:: Problem ::
Could you return each of these items word for word, with nothing changed?

------ Rows

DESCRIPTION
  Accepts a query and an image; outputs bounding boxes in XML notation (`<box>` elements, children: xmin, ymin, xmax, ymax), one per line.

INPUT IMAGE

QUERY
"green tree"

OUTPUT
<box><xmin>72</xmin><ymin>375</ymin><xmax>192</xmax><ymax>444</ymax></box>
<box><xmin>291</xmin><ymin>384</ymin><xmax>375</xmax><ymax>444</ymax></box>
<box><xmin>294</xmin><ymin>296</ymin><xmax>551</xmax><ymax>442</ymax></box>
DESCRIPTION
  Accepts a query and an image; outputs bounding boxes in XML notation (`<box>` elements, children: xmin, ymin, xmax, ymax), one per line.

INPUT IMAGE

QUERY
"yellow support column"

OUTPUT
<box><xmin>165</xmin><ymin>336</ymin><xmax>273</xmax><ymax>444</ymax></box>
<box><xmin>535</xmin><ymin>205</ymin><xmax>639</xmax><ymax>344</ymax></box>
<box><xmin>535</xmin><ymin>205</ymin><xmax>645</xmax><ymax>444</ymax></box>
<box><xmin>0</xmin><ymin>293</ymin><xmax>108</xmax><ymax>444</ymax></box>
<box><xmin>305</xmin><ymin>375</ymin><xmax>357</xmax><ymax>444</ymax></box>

------------

:: Expected output ::
DESCRIPTION
  Accepts a query and an image; outputs bounding boxes in XML notation (`<box>` elements, children: xmin, ymin, xmax, ymax), one per line.

INPUT IMAGE

QUERY
"green tree"

OUTPUT
<box><xmin>72</xmin><ymin>375</ymin><xmax>192</xmax><ymax>444</ymax></box>
<box><xmin>291</xmin><ymin>384</ymin><xmax>375</xmax><ymax>444</ymax></box>
<box><xmin>294</xmin><ymin>296</ymin><xmax>551</xmax><ymax>442</ymax></box>
DESCRIPTION
  Accepts a query and an image; outputs bounding boxes in XML notation (`<box>` elements, children: xmin, ymin, xmax, ymax), one per line.

INPUT IMAGE

QUERY
"yellow support column"

OUTPUT
<box><xmin>165</xmin><ymin>336</ymin><xmax>273</xmax><ymax>444</ymax></box>
<box><xmin>535</xmin><ymin>205</ymin><xmax>639</xmax><ymax>344</ymax></box>
<box><xmin>535</xmin><ymin>205</ymin><xmax>645</xmax><ymax>444</ymax></box>
<box><xmin>0</xmin><ymin>293</ymin><xmax>108</xmax><ymax>444</ymax></box>
<box><xmin>305</xmin><ymin>375</ymin><xmax>357</xmax><ymax>444</ymax></box>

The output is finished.